◆ Source extract:
Neolithic well may be world’s oldest wooden structure

A prehistoric wooden well found in the Czech Republic has been tree-ring dated to 5256–5255 B.C., making it not only the oldest known wood well in Europe, but as far as we know the world’s oldest wooden structure. Discovered in 2018 during construction of the D35 highway near the town of Ostrov in western Czech Republic, the well was below the water table which kept the oak timbers from disintegrating to nothing and ensured the ring record was readable.

The 6th millennium B.C. saw the widespread transition in Europe from nomadic hunter-gatherer lifestyles to the cultivation of plants and raising livestock for foods. A necessary corollary of the vast societal transformation to the sedentary lifestyle was the building of permanent structures to house people and animals, and that required the use and able working of wood.

Wells are uniquely valuable archaeological examples of the Neolithic’s advances in timber construction, because the longhouses that characterized the new permanent settlements are today detectable only from their impact on the soil – postholes, ground plans — as the wood has long since rotted away. Because wells are, by definition, waterlogged, their timbers can be preserved in ring-countable condition for thousands of years and therefore be absolutely dated against tree-ring chronologies. For this area, the tree-ring width chronology has been established going back to 5481 B.C. from Czech oaks preserved in alluvial deposits.

The well is square, its surviving walls 80×80 centimeters (32×32 inches) wide and 140 centimeters (4’7″) high. It was built by inserting planks into longitudinal grooves carved into thick corner posts at 90-degree angles. There are seven rows of planks extant. The wood of the corner posts is older than the rest of the structure. Their trunks were cut down in autumn/winter of 5259 or early winter 5258 B.C.

◆ Information supplied:

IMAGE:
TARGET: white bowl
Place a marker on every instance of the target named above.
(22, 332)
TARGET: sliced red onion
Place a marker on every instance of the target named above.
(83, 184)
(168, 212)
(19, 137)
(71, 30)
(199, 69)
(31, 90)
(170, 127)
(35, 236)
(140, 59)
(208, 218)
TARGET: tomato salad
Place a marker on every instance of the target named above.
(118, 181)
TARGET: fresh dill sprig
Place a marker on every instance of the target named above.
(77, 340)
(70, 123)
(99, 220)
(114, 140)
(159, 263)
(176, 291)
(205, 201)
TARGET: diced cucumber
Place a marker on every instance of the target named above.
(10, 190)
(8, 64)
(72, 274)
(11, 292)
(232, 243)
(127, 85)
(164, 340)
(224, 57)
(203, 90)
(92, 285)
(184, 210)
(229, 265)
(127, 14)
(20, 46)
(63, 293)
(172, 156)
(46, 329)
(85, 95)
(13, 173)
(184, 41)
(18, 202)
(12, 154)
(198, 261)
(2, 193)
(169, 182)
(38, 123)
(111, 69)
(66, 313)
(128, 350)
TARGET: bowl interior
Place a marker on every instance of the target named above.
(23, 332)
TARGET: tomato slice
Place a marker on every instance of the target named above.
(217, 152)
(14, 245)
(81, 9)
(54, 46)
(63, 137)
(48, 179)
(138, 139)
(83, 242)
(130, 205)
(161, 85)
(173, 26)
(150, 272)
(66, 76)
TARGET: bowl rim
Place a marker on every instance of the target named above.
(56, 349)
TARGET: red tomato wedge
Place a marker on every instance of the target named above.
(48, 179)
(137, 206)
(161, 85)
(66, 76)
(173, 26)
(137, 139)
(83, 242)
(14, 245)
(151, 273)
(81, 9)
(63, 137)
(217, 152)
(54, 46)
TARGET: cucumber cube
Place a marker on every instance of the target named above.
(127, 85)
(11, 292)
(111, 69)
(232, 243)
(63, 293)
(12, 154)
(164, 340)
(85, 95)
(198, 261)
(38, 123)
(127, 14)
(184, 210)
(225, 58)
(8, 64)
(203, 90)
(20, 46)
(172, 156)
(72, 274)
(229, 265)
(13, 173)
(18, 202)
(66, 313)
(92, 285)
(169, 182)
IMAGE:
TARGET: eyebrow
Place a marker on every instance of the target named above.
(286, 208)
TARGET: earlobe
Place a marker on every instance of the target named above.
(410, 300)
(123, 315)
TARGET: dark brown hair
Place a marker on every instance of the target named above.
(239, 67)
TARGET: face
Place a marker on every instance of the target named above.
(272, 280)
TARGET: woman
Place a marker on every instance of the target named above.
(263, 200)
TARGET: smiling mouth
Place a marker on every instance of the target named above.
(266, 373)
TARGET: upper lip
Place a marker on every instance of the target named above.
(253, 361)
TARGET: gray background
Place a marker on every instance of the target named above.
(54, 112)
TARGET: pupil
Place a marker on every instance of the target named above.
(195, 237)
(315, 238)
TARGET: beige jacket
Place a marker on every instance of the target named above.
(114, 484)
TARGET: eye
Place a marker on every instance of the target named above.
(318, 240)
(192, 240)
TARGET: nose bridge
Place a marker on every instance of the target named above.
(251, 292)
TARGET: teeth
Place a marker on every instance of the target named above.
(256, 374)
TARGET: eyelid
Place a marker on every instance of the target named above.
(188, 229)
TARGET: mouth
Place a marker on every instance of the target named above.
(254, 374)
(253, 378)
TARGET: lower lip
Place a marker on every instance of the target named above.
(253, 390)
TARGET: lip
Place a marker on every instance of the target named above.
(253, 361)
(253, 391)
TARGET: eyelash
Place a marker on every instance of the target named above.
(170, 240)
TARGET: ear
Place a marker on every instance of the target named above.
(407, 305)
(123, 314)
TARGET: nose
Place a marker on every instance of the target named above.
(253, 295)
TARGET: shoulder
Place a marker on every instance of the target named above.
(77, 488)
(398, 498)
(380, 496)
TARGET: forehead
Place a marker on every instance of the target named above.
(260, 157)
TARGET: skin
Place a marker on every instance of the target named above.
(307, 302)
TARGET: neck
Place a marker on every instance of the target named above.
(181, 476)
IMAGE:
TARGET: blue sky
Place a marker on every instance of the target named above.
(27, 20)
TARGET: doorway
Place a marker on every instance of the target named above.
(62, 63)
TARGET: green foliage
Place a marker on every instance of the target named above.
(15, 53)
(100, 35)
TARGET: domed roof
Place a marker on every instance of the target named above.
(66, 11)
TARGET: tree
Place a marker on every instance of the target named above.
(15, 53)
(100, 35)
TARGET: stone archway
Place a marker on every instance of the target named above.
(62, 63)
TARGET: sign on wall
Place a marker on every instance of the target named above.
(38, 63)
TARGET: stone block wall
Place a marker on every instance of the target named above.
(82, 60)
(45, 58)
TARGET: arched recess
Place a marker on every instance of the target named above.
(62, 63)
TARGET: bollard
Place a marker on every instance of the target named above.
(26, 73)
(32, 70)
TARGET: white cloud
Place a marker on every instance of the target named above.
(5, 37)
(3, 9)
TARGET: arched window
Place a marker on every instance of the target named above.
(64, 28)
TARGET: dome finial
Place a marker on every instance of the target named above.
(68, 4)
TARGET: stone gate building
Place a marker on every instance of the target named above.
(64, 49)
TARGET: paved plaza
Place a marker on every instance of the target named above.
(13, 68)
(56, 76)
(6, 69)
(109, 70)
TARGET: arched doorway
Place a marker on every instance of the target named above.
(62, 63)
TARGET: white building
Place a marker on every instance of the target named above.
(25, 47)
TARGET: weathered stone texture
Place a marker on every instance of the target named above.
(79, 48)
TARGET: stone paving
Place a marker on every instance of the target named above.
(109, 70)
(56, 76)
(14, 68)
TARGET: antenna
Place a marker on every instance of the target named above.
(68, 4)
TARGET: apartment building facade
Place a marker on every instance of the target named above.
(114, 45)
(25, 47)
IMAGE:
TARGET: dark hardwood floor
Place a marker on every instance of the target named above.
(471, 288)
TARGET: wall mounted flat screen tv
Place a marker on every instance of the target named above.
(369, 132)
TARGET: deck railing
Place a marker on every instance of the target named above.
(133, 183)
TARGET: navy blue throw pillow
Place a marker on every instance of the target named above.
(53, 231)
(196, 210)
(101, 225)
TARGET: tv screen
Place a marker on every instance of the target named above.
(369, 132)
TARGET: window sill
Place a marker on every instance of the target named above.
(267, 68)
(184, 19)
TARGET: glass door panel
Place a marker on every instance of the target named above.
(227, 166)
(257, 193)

◆ Explore the material:
- 1) List every year that the article on the Neolithic well gives as a four-digit number.
- 2) Carry the article on the Neolithic well forward from its last sentence.
The records have nothing to do with this.

◆ Results in order:
- 1) 5256 B.C., 5255 B.C., 2018, 5481 B.C., 5259 B.C., 5258 B.C.

- 2)
The trees — at least two feet in diameter — had to be felled, split and finished with precision, very advanced work to accomplish with tools of stone, bone, horn or wood. The tool marks preserved on the surface of the wood confirm the well was made by carpenters with sophisticated tools and methods.

Twelve Neolithic water wells are known to survive in Europe, most of them in eastern Germany. Four of them were discovered recently in eastern Germany just 100 miles north of Ostov. Published in 2012, the four wells at Altsherbitz, Brodau and Eythra were dendrochronologically dated to between 5200 and 5099 B.C. They were built with mortise and tenon joints or notched timbers that interlocked or cogged at the corners.

The Ostov well was recovered from the highway site en bloc so that archaeologists could excavate it in laboratory conditions at the University of Pardubice. The team has been soaking the wood in water to keep it from drying out, and in a new one for me, they’ve dumped 600 kilos (1322 lbs) of sugar into the water. The sugar solution seeps into the wood and eventually replaces the water in the cells with sugar, preserving it even once it’s out of the bath. It will take about a year for the wood to soak in the sucrose solution, after which the timbers will be dried slowly for the next six months. The well will then be reconstructed and put on display at the East Bohemian Museum in Pardubice.